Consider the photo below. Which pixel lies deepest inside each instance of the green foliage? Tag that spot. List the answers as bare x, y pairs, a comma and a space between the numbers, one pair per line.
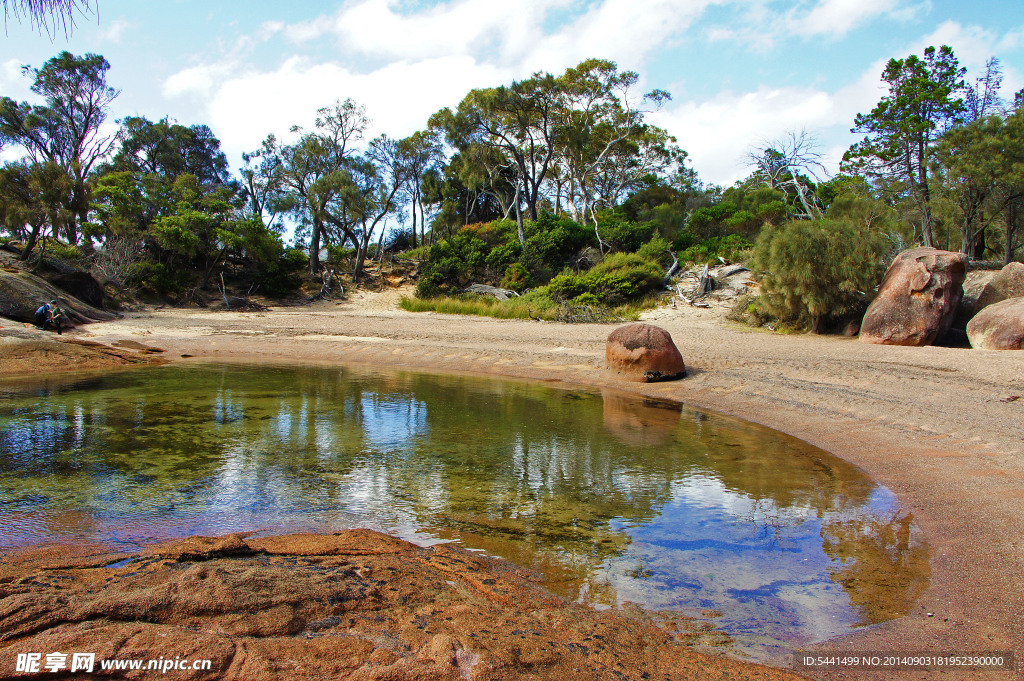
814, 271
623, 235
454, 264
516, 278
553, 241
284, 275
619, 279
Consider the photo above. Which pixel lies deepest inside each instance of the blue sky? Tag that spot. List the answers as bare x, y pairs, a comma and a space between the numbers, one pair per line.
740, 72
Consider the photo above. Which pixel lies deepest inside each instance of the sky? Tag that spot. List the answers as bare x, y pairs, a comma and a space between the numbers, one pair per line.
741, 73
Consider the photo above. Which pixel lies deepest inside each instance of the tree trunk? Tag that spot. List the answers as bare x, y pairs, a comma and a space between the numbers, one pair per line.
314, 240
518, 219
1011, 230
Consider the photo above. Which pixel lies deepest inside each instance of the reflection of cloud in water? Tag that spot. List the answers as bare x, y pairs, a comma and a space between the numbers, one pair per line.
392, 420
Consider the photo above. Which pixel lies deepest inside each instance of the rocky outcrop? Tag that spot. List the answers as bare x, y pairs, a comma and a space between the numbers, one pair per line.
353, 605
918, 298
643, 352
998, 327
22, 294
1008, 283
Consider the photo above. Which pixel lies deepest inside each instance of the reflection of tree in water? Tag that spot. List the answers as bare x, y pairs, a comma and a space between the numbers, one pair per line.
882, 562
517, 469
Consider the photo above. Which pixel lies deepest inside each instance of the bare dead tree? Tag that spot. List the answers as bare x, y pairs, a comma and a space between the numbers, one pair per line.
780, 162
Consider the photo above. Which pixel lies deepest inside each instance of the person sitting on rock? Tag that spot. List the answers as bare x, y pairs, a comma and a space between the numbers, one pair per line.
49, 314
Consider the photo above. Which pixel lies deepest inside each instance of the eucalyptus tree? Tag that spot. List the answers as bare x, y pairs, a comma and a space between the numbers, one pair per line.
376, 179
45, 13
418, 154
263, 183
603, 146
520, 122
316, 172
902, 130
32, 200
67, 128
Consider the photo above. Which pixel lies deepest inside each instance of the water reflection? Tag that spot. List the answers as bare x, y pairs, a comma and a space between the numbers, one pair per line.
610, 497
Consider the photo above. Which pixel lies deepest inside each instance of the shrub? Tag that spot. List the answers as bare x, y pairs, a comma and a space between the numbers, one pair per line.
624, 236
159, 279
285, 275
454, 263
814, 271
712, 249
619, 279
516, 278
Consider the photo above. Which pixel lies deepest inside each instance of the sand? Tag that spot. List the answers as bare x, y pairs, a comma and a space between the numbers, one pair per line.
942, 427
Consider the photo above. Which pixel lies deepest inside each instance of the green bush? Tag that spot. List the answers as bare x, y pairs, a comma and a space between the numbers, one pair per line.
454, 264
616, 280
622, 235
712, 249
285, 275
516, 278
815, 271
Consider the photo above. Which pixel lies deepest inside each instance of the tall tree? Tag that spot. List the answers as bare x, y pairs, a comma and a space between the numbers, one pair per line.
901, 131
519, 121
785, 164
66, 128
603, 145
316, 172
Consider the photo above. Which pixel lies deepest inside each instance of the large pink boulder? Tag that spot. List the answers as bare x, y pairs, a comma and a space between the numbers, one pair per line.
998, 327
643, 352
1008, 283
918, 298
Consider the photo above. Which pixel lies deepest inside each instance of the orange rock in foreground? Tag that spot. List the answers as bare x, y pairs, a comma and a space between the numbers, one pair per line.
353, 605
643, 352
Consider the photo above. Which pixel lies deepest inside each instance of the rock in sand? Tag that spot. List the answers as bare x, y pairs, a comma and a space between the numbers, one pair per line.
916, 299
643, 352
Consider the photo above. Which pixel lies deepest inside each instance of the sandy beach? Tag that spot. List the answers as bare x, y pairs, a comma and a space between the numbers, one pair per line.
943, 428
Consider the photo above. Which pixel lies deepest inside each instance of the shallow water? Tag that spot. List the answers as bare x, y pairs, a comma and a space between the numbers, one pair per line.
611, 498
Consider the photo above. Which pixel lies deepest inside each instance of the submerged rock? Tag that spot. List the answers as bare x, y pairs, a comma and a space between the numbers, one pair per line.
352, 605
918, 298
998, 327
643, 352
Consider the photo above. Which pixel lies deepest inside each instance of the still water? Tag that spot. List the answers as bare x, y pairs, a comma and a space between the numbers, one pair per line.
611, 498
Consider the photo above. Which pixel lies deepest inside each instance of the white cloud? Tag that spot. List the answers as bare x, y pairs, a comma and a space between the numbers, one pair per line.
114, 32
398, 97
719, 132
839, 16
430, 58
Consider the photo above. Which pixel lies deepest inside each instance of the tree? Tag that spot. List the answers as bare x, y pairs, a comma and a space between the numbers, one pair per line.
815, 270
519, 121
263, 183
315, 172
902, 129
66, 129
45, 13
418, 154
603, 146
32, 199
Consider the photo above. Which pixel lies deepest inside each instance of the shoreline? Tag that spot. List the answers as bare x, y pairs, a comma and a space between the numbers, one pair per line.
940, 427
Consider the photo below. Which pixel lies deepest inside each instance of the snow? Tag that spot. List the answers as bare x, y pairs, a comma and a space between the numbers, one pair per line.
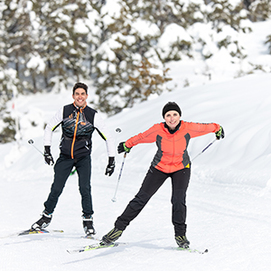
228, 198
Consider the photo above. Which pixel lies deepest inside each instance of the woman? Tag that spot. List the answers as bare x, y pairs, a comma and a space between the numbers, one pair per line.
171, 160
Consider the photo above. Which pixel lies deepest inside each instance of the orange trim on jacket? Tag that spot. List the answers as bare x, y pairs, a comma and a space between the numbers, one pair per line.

————————

■ Directions for this task ■
Apart from the pictures, write every entry out again exactly.

■ Problem solution ■
Consider the photo below. Which pixel lies deepest inside each instance of the green foliage? Tag that spot. List the answers as bare x, y pairs, a comma and a space between the numbers, one pair per line.
814, 271
623, 235
454, 264
516, 278
553, 241
284, 275
619, 279
Consider the photo above. Which pixel lies deepest inside each instance of the blue sky? Tag that spot. List the answers as bare x, y pairs, a comma and a space between the numbers, one pair per line.
740, 72
Consider the photo above. Which pixel lies deepest inside each instance of the sky? Tag that spot. List the answers as bare x, y pairs, a comma and a space between the numbers, one pair per line.
741, 73
Consider the photo above. Which pixel lies deepest inside each instance of the tree trunk? Tag that spot. List the answers as bare x, y pairs, a comma and a space between the numbers, one pair per line.
314, 240
518, 219
1011, 230
Consider the photo above. Which pixel lies deepest inside each instance of the reflection of cloud in water? Tag that spot. List the answers as bare x, y pairs, a comma and a space between the numbers, one pair per line.
392, 420
Consider the photo above. Which pixel lies deepest inside each instance of the rocky outcrop? Tag that spot. List the answers as bare x, y pairs, a comma and a space between the numbers, one pair per line.
353, 605
918, 298
643, 352
998, 327
22, 294
1008, 283
Consider the photo above. Which pixel lies deepest inside each instance of the reflection of tree in water? Tag that spot. List the answers as bare x, y pairs, a comma and a space between the numbers, one pair per line.
882, 562
517, 469
Consider the photo above. Which pixel lies deepest inside each instance of the bare dead tree? Tag that spot. List the answers as bare x, y pairs, a comma and a space between the numbers, one pair per line.
780, 162
Consider the photo above. Which pixel lies deepest inside each instance of the person sitting on rock? Tag that spot. List the answers as bare x, y pairs, a comma and a space between the numbers, one pair per line.
49, 314
Consider the photo above. Which pixel lies deepest inside each instance of the eucalyptus tree? Tag that spot. List the answers as bare x, y pairs, a comma and a space between the numbers, one pair per line.
376, 179
45, 13
418, 154
263, 183
603, 146
520, 122
316, 172
902, 130
32, 200
67, 128
Consider the photo above. Which pixel lies deepest inside each instance of the water reflection? Tag that spot. List the answers as bare x, y pairs, a comma and a space between the numbers, one pair per line.
610, 497
Consider the photo above. Which pixel lies deepest inside each instance of the shrub? Tag that spot. List the answers as bare x, y pairs, a comma and a space between the numbers, one pair per line.
624, 236
159, 279
285, 275
454, 263
814, 271
712, 249
619, 279
516, 278
Consider the photo above. Which pixel lies deepest inside each instance of the sand? Tag that spot. List the answers as bare x, y pairs, a comma and a space between the numbers, one pair per line.
942, 427
Consider the photo above. Which pixel lies deepest inside each instance of the green bush? Tag that spot. List the answers as bare x, y pairs, a comma and a space between the numbers, one pair per line.
454, 264
616, 280
622, 235
712, 249
285, 275
516, 278
815, 271
Consider the photo above. Which pixel lies deepest inside each instance of the tall tree? Tag that spot. List the answers as bare x, y pairs, a comma and a space between the numbers, one pair per line.
901, 131
519, 121
785, 164
66, 128
603, 145
316, 172
Consider the photo above. Which pixel lies deepest inside each instance of the large pink boulder? Tag that spot. List the answers as bare x, y pairs, a comma and a space between the numbers, one pair per line.
998, 327
643, 352
1008, 283
918, 298
Consider the photo above. Which pixel lies deepest inside each instance of the orange rock in foreground? Tag that spot. List the answers as bare x, y pairs, a comma and a space between the numbers, one pair per line.
353, 605
643, 352
Consider the photo above. Which pixel lies deepest inside each instance of the rock in sand? Tag that spot. List the answers as bare x, y pairs, a comma and a space between the numbers, one pair per line.
916, 299
643, 352
Consider the photo above. Which pixel lies deepest inside each instance of the sandy beach? Tag that spot. List the answers as bare x, y pairs, a comma and a space between the numbers, one pair per line.
943, 428
Consider the photo above. Which pixel lies deepest inside each instance of the shallow water? Tag that spot. List the answers as bare x, y pairs, a comma and a space between the numbers, one pair per line.
611, 498
Consider the photo above. Which pixel lies deepest inside each instance of the submerged rock? Tag that spot. List the answers as bare x, y pairs, a comma and a space between the numbers, one pair per line.
352, 605
918, 298
998, 327
643, 352
Consider the photo above. Which pixel lies deepest inside each instance of the still water? Tag that spot. List the answers as bare x, y pairs, a comma and a space between the numbers, one pair per line.
611, 498
Consider the photo above. Which pixel lies deepest inside each instance of the white cloud? Tag that spot. List the answers as bare x, y pairs, a comma and a space between the numbers, one pair per line.
114, 32
398, 97
719, 132
839, 16
430, 58
Consider the photo above. Which pixel lies deepest inside each instance of the tree? Tag that spot. List the answers as bare x, y pairs, a comma and a space between the numbers, one pair per line.
815, 270
519, 121
263, 183
315, 172
902, 129
66, 129
45, 13
418, 154
603, 146
32, 199
Consider the photo above. Which pixel lies deepest inside each instance of the shoreline? Tag that spot. List the answers as bare x, y pairs, a comma and a space between the numbers, one pair per line.
940, 427
Consider the photo below. Which pixel lies deepest inside each instance of the snow? Tag that spot. List the answers as bare x, y pairs, a comma and a space between the numbers, one pair per line.
228, 198
Consider the photo above. Which pixel lies deepest inside each instance of the woman? Tag that spot. List the answers as bare x, y pairs, a comma and a space between the numbers, one pair per line.
171, 160
Consider the photo above. Which pixel lies deepest inside each instance of the orange trim on jacket? Tag that spot. List the answers as bare x, y pairs, a comma and a space between the numbers, one pair per line.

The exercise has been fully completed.